*** Provided passage ***
As for threats to our financial assets...I'm not losing sleep.
And when I hear talk of letting banks go to the wall, I wonder how much thought people have given to that suggestion. The outcome would be a total paralysis of daily life with civil unrest and violence. Think about the uproar when RBS mainframe ceased functioning and people couldn't access accounts or use their cards. It was disastrous for business.
And in case anyone hadn't noticed, the UK or Spain are not to be compared with Iceland.


----------



## Justina (Jan 25, 2013)

I doubt that siesta time has anything to do with economic woes. Here in Cadiz it tends to be only the oneman shops that take the break in the afternoon, but then are open again until 9pm. I have got used to it so doesn't bother me but remember some years back while living in Southampton i used to rush out of work at 5pm to get to our local high street where all the local shops would close at 5.30 on the dot. More efficient people would stock up for the week, but I never can and I try to buy as much as I can from the small shops rather than the supers.


----------



## mrypg9 (Apr 26, 2008)

gus-lopez said:


> " IMF head Christine Lagarde has been suggesting a wholesale seizure of 10% of all accounts throughout the Eurozone because there may be riots and discord if there are bail-ins on a case by case basis. The idea is that a wholesale seizure will prevent a bank-run for if bail-ins take place on a case-by-case basis then this might start a contagion."
> From the 1st link.
> Why they think that an across the board seizure will not prevent unrest is an example of how deluded & out of touch the whole lot are.
> 
> ...


No, Gus, the root of the problem is socialism. All world leaders are crypto- socialists, didn't you know? They sit around drinking Bollinger plotting how to strip the assets of hard- working people.


----------



## mrypg9 (Apr 26, 2008)

Have just looked into 'Armstrong '...run by one Martin Armstrong, ex-convict, sentenced for fraud, described as a flake, narcissist and fascist.
Not held in high esteem by serious economists.


----------



## angil (Sep 24, 2012)

I am still waiting to hear the story on the delays up North with PEMEX (re: my first post on this particular discussion). This sort of delay, which changed our family life, did not happen on any project in Korea. 
You want jobs and investment?! There's your jobs and investment.
*** End of Provided passage ***
*** Listed entries ***
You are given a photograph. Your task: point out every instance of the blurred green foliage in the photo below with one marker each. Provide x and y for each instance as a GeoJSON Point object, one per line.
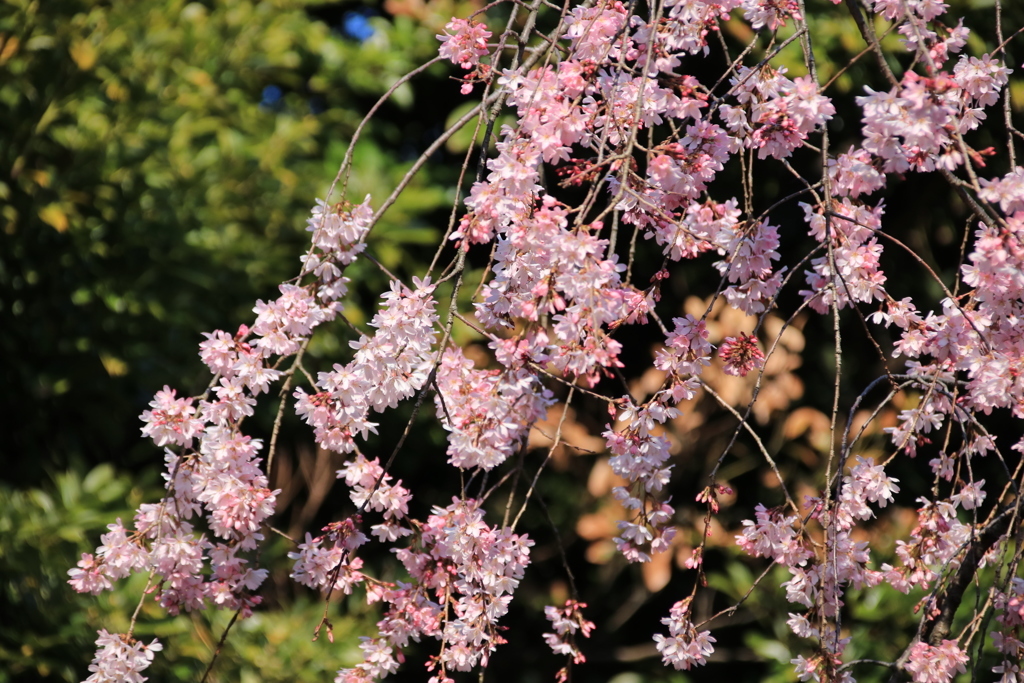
{"type": "Point", "coordinates": [159, 161]}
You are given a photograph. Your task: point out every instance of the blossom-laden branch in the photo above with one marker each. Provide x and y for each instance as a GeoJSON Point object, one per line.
{"type": "Point", "coordinates": [601, 100]}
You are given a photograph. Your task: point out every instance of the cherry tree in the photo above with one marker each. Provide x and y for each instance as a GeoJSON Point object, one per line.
{"type": "Point", "coordinates": [616, 146]}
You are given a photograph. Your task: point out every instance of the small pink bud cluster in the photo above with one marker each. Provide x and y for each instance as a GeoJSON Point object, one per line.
{"type": "Point", "coordinates": [121, 658]}
{"type": "Point", "coordinates": [566, 622]}
{"type": "Point", "coordinates": [740, 354]}
{"type": "Point", "coordinates": [389, 367]}
{"type": "Point", "coordinates": [487, 413]}
{"type": "Point", "coordinates": [684, 646]}
{"type": "Point", "coordinates": [929, 664]}
{"type": "Point", "coordinates": [464, 42]}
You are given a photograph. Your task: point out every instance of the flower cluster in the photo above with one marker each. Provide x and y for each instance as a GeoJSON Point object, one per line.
{"type": "Point", "coordinates": [121, 658]}
{"type": "Point", "coordinates": [684, 646]}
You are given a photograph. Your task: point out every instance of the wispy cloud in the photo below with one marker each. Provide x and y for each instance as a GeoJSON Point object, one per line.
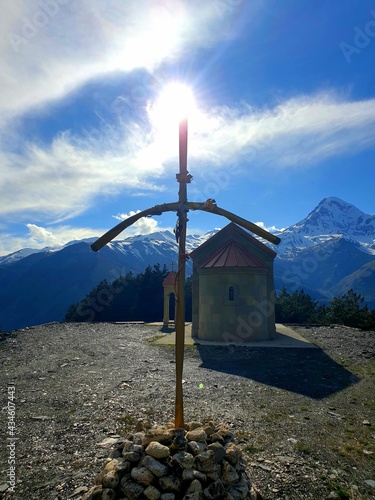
{"type": "Point", "coordinates": [296, 133]}
{"type": "Point", "coordinates": [49, 48]}
{"type": "Point", "coordinates": [145, 225]}
{"type": "Point", "coordinates": [40, 237]}
{"type": "Point", "coordinates": [61, 180]}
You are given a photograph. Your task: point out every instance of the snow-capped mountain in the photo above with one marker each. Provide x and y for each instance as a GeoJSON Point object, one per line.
{"type": "Point", "coordinates": [330, 249]}
{"type": "Point", "coordinates": [332, 218]}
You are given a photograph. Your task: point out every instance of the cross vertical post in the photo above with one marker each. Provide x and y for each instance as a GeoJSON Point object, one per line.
{"type": "Point", "coordinates": [183, 178]}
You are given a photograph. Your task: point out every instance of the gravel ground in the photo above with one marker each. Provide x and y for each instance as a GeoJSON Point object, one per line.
{"type": "Point", "coordinates": [305, 418]}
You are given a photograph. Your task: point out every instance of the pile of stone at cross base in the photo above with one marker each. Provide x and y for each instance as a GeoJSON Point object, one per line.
{"type": "Point", "coordinates": [201, 461]}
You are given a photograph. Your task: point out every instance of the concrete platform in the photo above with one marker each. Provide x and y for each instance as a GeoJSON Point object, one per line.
{"type": "Point", "coordinates": [285, 337]}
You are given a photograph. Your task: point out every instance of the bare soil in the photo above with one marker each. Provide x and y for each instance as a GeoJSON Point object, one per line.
{"type": "Point", "coordinates": [305, 418]}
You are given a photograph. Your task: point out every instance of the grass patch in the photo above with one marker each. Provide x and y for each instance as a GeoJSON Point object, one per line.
{"type": "Point", "coordinates": [251, 449]}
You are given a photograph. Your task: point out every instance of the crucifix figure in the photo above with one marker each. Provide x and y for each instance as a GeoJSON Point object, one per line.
{"type": "Point", "coordinates": [182, 207]}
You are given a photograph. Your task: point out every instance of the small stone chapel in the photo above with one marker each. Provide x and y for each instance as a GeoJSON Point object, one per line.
{"type": "Point", "coordinates": [233, 288]}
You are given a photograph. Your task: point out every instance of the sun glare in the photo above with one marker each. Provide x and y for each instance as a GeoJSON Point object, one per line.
{"type": "Point", "coordinates": [175, 102]}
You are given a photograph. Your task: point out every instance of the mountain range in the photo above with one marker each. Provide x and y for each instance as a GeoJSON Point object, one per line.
{"type": "Point", "coordinates": [326, 253]}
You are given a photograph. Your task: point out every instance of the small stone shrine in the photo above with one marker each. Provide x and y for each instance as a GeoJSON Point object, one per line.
{"type": "Point", "coordinates": [233, 288]}
{"type": "Point", "coordinates": [169, 291]}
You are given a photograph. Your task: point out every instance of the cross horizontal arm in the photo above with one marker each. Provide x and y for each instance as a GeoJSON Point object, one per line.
{"type": "Point", "coordinates": [207, 206]}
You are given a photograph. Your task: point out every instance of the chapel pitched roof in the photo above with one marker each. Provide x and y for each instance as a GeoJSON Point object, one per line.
{"type": "Point", "coordinates": [232, 255]}
{"type": "Point", "coordinates": [170, 279]}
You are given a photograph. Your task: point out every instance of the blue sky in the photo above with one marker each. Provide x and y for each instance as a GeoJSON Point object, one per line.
{"type": "Point", "coordinates": [284, 112]}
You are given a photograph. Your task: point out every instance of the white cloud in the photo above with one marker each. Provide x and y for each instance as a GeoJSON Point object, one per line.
{"type": "Point", "coordinates": [145, 225]}
{"type": "Point", "coordinates": [51, 47]}
{"type": "Point", "coordinates": [41, 237]}
{"type": "Point", "coordinates": [298, 132]}
{"type": "Point", "coordinates": [270, 229]}
{"type": "Point", "coordinates": [61, 180]}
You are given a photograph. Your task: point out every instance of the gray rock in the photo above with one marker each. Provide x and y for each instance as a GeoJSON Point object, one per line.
{"type": "Point", "coordinates": [170, 484]}
{"type": "Point", "coordinates": [205, 462]}
{"type": "Point", "coordinates": [108, 494]}
{"type": "Point", "coordinates": [131, 489]}
{"type": "Point", "coordinates": [195, 487]}
{"type": "Point", "coordinates": [190, 474]}
{"type": "Point", "coordinates": [240, 490]}
{"type": "Point", "coordinates": [152, 493]}
{"type": "Point", "coordinates": [193, 425]}
{"type": "Point", "coordinates": [179, 441]}
{"type": "Point", "coordinates": [193, 496]}
{"type": "Point", "coordinates": [196, 448]}
{"type": "Point", "coordinates": [111, 479]}
{"type": "Point", "coordinates": [217, 437]}
{"type": "Point", "coordinates": [218, 450]}
{"type": "Point", "coordinates": [197, 435]}
{"type": "Point", "coordinates": [214, 491]}
{"type": "Point", "coordinates": [183, 459]}
{"type": "Point", "coordinates": [157, 468]}
{"type": "Point", "coordinates": [157, 450]}
{"type": "Point", "coordinates": [233, 453]}
{"type": "Point", "coordinates": [229, 473]}
{"type": "Point", "coordinates": [160, 434]}
{"type": "Point", "coordinates": [107, 442]}
{"type": "Point", "coordinates": [131, 456]}
{"type": "Point", "coordinates": [142, 475]}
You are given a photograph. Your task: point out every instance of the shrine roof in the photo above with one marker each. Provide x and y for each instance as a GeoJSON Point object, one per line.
{"type": "Point", "coordinates": [170, 279]}
{"type": "Point", "coordinates": [232, 255]}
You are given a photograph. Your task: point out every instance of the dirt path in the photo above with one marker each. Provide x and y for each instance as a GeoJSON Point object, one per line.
{"type": "Point", "coordinates": [304, 417]}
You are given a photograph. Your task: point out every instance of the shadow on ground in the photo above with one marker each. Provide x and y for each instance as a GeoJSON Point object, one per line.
{"type": "Point", "coordinates": [309, 372]}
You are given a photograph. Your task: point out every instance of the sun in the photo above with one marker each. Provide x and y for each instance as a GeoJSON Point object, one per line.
{"type": "Point", "coordinates": [175, 102]}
*** End of Listed entries ***
• Problem 1
Name every country mentioned in the forum thread.
• Problem 2
Answer these questions from the forum thread:
(a) Whose mainframe stopped working, leaving people unable to access accounts or use their cards?
(b) In Cadiz, which shops tend to take the afternoon break?
(c) What was Martin Armstrong sentenced for?
• Problem 3
Write the next post in the forum thread on banks and the Spanish economy.
None of this material is needed.

• Written answer 1
UK, Spain, Iceland, Korea

• Written answer 2
(a) RBS
(b) Only the one-man shops, which then open again until 9pm
(c) Fraud

• Written answer 3
We, & I am guessing my husbands Swedish boss, thought we were getting into something at the start. Shipbuilding in Spain again! But here we are still waiting on a job my husband had a contract to start in May 2013. We didn't come here for sun and fun we came here for a job! We take nothing from this country at all and give everything financially we have back. & I didn't come from the UK, where shops open at 9 and shut at 5 I came from Korea (with a booming economy and proud of it) with shops that open at 10 and stay open til 10 7 days per week. I am seeing things here from an entirely different perspective. 
& yes I see the mid afternoon nap as symptom, just my opinion. I also see a correlation between the fact I didn't ever meet Spaniards living and working expat (ie. going where the work is) and the state of the country. I can't think of another nationality I didn't meet. 
I wonder what industry these people (Spanish) are (were) involved in? The men in the video clip were welders and carpenters? Where? Those are transferable skills. 
I know nothing about Spain or its past industries (other than tourism & presumably shipbuilding judging by the decent quality, but empty, shipyards up North).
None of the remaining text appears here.